Tâches à réaliser ::
1 – Traduisez en anglais la phrase suivante de l'éditorial sur les incendies : « C’est un nouvel été de tous les dangers mais aussi, espérons-le, l’été de la prise de conscience collective que nous vivons. »
2 – Poursuivez l'éditorial sur les incendies et la sécurité civile à partir de sa dernière phrase.

Texte à lire ::
■ ■ ■ ■ ■
Edito
08H37 - vendredi 8 août 2025

Pour un grand ministère de la sécurité et de la prévention civiles. L’édito de Michel Taube

 

Pour un grand ministère de la sécurité et de la prévention civiles. L'édito de Michel Taube

Le gigantesque incendie qui a ravagé l’Aude nous rappelle le désastre de la baie d’Arcachon, et notamment du camping des flots bleus sur la dune du Pila, en 2022.

C’est un nouvel été de tous les dangers mais aussi, espérons-le, l’été de la prise de conscience collective que nous vivons.

On le sait déjà, l’époque est marquée par une forte accélération du réchauffement climatique et (on ne le dit pas assez) de la vitesse de vents : multiplication des incendies, forte sécheresse, épisodes subits de pluies torrentielles sont désormais le quotidien des Français.
■ ■ ■ ■ ■
Extrait des données ::

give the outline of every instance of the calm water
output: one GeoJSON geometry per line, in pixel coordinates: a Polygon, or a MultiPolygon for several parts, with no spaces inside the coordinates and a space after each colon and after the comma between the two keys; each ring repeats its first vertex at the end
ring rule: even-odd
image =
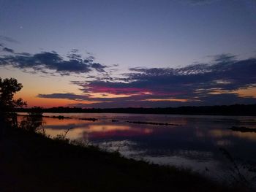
■ ■ ■ ■ ■
Réponses par tâche ::
1 – It is a new summer fraught with every danger, but also, let us hope, the summer of collective awakening that we are living through.

2 –
Chaque année, sur les lieux des incendies, intervient cette petite armée que constitue la protection civile, composée de plusieurs centaines de milliers de femmes et d’hommes, professionnels ou bénévoles, sapeurs-pompiers, surveillants de plages et de lieux de villégiature, pilotes, secouristes, soignants, logisticiens, météorologues. Ces premiers de cordée doivent ici être remerciés.

Mais si éteindre les incendies, c’est valeureux, les prévenir, c’est encore mieux ! Trois chiffres devraient nous en convaincre : plus de 85% des incendies sont d’origine humaine. Que fait-on pour dissuader les humains d’allumer ces feux, par mégarde, imprudence ou mauvaise intention ? En France, le gaspillage passif d’eau potable par les particuliers et les organismes privés et publics représente 10 à 20% de la consommation totale de ce bien si précieux et vital. On estime enfin que seuls 15% des Français connaissent les gestes qui sauvent. C’est bien plus en Allemagne ou en Espagne.

Il est urgent de déployer une grande politique nationale de gestion des catastrophes climatiques et de renforcement de la protection civile pour une France plus résiliente face aux crises.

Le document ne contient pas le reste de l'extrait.